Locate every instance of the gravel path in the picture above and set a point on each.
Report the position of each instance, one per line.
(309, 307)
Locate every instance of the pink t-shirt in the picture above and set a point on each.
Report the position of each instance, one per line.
◇ ◇ ◇ ◇ ◇ ◇ ◇
TASK STATEMENT >> Reproduce each of the entries above verbatim, line for line.

RESPONSE TO THE EXERCISE >>
Locate every instance of the gravel path in the picture above and set a point on each.
Report the position of each instance, one per line.
(309, 307)
Locate every instance of the pink t-shirt in the picture above and set a point on each.
Report the position of each instance, one per line.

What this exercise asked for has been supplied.